** Start RECORDS **
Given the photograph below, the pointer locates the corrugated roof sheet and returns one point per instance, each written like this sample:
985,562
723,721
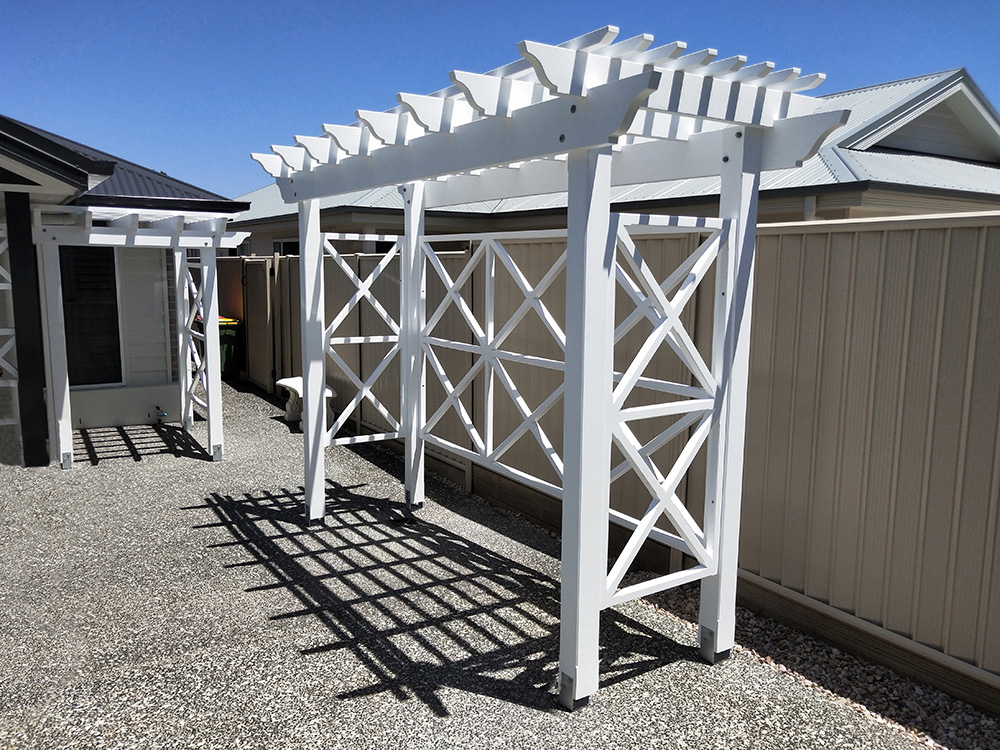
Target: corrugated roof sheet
131,180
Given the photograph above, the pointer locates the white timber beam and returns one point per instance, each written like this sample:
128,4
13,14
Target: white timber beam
551,127
788,143
391,128
61,440
182,308
730,367
590,273
313,333
413,316
212,354
438,114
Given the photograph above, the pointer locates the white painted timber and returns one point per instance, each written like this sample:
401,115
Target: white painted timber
731,367
55,337
312,296
412,317
586,430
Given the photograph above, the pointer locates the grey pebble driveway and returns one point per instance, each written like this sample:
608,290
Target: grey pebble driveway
152,599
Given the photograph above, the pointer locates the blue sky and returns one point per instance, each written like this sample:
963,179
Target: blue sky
191,88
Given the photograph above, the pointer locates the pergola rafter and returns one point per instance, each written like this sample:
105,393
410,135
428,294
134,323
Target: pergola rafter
193,241
579,118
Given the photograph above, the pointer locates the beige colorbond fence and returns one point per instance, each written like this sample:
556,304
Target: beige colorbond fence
873,459
873,462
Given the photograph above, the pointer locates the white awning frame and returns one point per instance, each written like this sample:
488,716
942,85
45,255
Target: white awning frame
581,117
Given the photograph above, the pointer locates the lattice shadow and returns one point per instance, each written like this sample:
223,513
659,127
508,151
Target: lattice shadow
136,442
420,608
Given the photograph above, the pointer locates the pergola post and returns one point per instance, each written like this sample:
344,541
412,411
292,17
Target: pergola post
412,315
590,279
182,310
58,371
740,171
313,304
213,357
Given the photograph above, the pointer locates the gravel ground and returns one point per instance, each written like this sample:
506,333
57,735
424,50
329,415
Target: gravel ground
153,599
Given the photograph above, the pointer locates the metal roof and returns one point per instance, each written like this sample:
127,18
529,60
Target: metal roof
832,165
118,181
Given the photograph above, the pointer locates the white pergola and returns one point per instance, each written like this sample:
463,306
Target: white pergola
582,118
194,240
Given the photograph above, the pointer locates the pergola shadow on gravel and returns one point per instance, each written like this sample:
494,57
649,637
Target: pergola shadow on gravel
94,445
419,607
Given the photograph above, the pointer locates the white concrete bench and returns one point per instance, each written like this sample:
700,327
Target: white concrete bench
293,408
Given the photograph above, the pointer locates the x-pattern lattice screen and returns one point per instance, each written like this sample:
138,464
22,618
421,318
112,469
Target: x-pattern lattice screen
659,424
483,357
496,359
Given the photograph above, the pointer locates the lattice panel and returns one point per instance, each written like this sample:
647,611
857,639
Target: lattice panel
364,291
688,410
495,366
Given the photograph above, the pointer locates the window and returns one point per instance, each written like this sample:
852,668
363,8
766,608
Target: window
90,310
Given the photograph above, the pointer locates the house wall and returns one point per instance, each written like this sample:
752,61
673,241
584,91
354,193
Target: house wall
872,479
144,294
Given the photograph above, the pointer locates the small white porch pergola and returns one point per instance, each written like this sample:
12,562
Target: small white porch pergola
582,118
193,240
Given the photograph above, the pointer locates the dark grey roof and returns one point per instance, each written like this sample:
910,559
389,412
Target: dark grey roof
124,183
** End RECORDS **
**DIRECTION:** Copy, character for character, the lines from the line that holds "the white concrete" through the final line of the records above.

**THE ANSWER:**
Given the photograph above, the pointer locates the white concrete bench and returns one point per instance, each written like this sample:
700,327
Target: white concrete bench
293,408
Given the photograph above, the pointer locates the x-pattern lattice screen and returns one point per instance, each written like this sample:
138,464
22,618
421,318
112,469
Target: x-pattern lattice screen
659,424
483,357
496,359
Given the photograph above, the pointer locates the lattice panel and returns one point per instance, each written like this sample:
647,611
857,639
Target: lattice panel
364,291
688,410
495,366
Given the photograph above, the pointer locates the window and returns one point per instance, each written like this sample:
852,668
363,8
766,608
Target: window
90,310
Given the photograph above, the pointer locates the house wall and returns one point per instance, each written like this sample:
752,61
673,241
584,91
354,193
Target: house wall
872,479
144,294
Given the photograph above, the pointer locates the small white porch pergola and returns one point per instance, each written like this sample:
12,562
Target: small white porch pergola
582,118
193,240
Given the photograph above, the pointer locates the dark grey roof and returns one point per instance, each written like this sample:
910,559
389,412
Target: dark grey roof
124,183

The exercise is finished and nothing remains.